▸ What to do: Please write out every entry below, word for word.
[Source material Boundary: Start]
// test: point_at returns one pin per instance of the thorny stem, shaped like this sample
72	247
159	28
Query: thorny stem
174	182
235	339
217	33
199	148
[Source material Boundary: End]
▸ Answer section:
// test: point_at returns one pin per instance of the thorny stem, shaped like this sample
72	247
159	28
Query: thorny stem
174	182
235	339
217	33
199	148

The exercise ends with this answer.